» Coordinate labeling data:
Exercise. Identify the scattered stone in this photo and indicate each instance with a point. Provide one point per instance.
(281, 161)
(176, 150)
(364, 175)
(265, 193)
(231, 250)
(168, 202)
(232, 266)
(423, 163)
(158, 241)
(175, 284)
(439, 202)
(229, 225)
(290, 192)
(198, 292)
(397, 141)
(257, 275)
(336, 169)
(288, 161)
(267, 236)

» Directions: Print all of the records above again, line for line and with no changes.

» Task response:
Exercise. Identify the scattered stone in this photo and indicate each instance with a point. Provide one point per instance.
(281, 161)
(176, 150)
(364, 175)
(265, 193)
(231, 250)
(168, 202)
(232, 266)
(423, 163)
(158, 241)
(175, 284)
(439, 202)
(229, 225)
(290, 192)
(198, 292)
(397, 141)
(257, 275)
(336, 169)
(288, 161)
(267, 236)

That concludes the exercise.